▶ WHAT YOU WILL DO:
1 > From the Our Approach page, copy out everything from "Those experiences don't" down to "other way around.".
2 > According to the Our Approach page, which principles is the practice aligned with?

▶ READING PASSAGE:
==========

Our Approach
Struggles with food and the body are rarely just about food and the body.
They grow in a wider ecology — shaped by culture, by comments, by medical systems, by the beliefs absorbed over a lifetime.
When care focuses only on behaviours, it often misses everything that allowed those behaviours to make sense.
Katie's care starts from that understanding. Her approach is grounded in body-inclusive, recovery-oriented, trauma-informed, and neurodiversity-affirming frameworks of care.
Body-Inclusive
Your body is not a problem to be solved.
Care here is offered to people of all shapes and sizes. The size or appearance of your body will never be used as a measure of your health, your progress, or your worth — not now, not ever. This practice is aligned with Health at Every Size (HAES) principles, because meaningful nutrition care has never required a particular body to aim for.
Trauma-Informed
Many people arrive here carrying difficult experiences — with food, with their body, or with healthcare itself.
Those experiences don't stay at the door. They shape how it feels to ask for help, to trust someone with something this personal, to believe that care might actually be different this time.
Safety, choice, and trust are the foundation everything else is built on here.
Neurodiversity-Affirming
All neurotypes are welcome here. Pace, structure, and communication are shaped around you — because there is no one right way to show up, and support should fit your life, not the other way around.
Recovery-Oriented
There is no fixed destination here, no version of health you're expected to perform or arrive at on schedule.
What emerges from this work is shaped by your history, your capacity, and what's actually possible in your real life right now. Some things shift quickly. Others take time, and that's not a problem — it's just how it goes. The pace is yours to set.

==========

▶ STUDY MATERIAL:
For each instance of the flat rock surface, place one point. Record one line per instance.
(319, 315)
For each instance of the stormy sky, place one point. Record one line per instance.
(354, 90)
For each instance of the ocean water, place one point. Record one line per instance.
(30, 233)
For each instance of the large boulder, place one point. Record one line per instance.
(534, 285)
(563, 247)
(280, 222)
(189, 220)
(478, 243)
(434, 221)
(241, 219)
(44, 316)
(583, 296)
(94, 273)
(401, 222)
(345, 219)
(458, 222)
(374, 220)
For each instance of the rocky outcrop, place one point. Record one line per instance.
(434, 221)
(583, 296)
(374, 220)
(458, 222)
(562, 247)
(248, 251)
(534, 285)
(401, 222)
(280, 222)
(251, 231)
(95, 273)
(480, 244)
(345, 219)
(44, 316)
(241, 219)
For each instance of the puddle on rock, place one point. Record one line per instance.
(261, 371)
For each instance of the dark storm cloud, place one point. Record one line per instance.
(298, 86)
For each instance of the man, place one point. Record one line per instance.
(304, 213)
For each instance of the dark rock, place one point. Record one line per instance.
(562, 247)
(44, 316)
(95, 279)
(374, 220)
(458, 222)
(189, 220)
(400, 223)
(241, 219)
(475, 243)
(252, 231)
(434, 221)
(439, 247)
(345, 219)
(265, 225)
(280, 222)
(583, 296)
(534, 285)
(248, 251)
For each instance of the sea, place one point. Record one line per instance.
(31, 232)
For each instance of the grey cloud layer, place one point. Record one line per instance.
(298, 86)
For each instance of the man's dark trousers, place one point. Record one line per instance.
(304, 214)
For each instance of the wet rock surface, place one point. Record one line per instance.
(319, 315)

==========

▶ RESULTS BY TASK:
1 >
Those experiences don't stay at the door. They shape how it feels to ask for help, to trust someone with something this personal, to believe that care might actually be different this time.
Safety, choice, and trust are the foundation everything else is built on here.
Neurodiversity-Affirming
All neurotypes are welcome here. Pace, structure, and communication are shaped around you — because there is no one right way to show up, and support should fit your life, not the other way around.

2 > Health at Every Size (HAES) principles.